───── TASK DATA ─────

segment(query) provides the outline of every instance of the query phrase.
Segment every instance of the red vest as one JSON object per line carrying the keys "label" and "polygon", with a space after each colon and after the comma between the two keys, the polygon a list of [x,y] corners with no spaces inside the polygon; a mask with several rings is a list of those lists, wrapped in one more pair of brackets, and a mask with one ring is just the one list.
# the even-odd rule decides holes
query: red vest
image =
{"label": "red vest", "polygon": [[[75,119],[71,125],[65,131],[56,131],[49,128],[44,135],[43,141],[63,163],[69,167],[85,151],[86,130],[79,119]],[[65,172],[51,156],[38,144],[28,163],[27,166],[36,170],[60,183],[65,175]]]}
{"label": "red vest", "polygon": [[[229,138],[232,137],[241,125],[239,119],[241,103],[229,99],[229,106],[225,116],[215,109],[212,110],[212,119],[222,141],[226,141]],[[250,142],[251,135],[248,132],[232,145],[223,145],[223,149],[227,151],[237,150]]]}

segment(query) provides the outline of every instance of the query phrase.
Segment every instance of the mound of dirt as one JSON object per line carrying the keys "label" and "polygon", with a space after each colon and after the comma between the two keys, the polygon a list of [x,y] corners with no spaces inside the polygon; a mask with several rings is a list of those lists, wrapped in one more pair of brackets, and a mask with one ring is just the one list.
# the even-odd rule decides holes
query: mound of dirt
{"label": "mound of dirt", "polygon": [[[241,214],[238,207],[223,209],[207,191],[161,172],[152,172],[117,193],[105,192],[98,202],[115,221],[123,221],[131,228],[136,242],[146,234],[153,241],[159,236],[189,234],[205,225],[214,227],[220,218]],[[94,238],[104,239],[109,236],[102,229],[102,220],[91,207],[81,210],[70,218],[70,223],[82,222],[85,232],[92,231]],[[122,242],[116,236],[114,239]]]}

─────

▶ _PROBLEM TO SOLVE_
Every record shown above should be written out again exactly.

▶ _THE OUTPUT_
segment(query) provides the outline of every instance of the query phrase.
Segment every instance of the red vest as one JSON object per line carrying the keys "label" and "polygon", with a space after each colon and after the comma between the two keys, the polygon a list of [x,y] corners with no spaces inside the polygon; a mask with several rings is a list of those lists, wrapped in one more pair of brackets, and a mask with one ring is just the one list.
# the even-odd rule decides holes
query: red vest
image =
{"label": "red vest", "polygon": [[[75,119],[71,125],[65,131],[56,131],[49,128],[44,135],[43,141],[63,163],[69,167],[85,151],[86,130],[79,119]],[[65,172],[51,156],[38,144],[28,163],[27,166],[36,170],[60,183],[65,175]]]}
{"label": "red vest", "polygon": [[[229,138],[232,137],[241,125],[239,119],[241,103],[229,99],[229,106],[225,116],[215,109],[212,110],[212,119],[222,141],[226,141]],[[250,142],[251,135],[248,132],[232,145],[223,145],[223,149],[227,151],[237,150]]]}

segment(query) provides the outline of every instance of the query phrase.
Segment every instance of the mound of dirt as one JSON object per line carrying the keys "label" and "polygon", with a space after each colon and after the comma between the two keys, the polygon a list of [x,y] corners with no spaces inside the polygon; a mask with several rings is a list of those lists, wrapped in one more pair of brackets, and a mask with one ring is just the one list.
# the even-odd rule decides holes
query: mound of dirt
{"label": "mound of dirt", "polygon": [[[241,214],[238,207],[223,209],[207,191],[161,172],[152,172],[117,193],[105,192],[98,202],[115,221],[123,221],[131,228],[136,242],[146,234],[153,241],[159,236],[189,234],[205,225],[214,227],[220,218]],[[94,238],[104,239],[109,236],[102,229],[102,220],[91,207],[81,210],[70,218],[70,223],[82,222],[85,232],[92,231]],[[122,242],[116,236],[114,239]]]}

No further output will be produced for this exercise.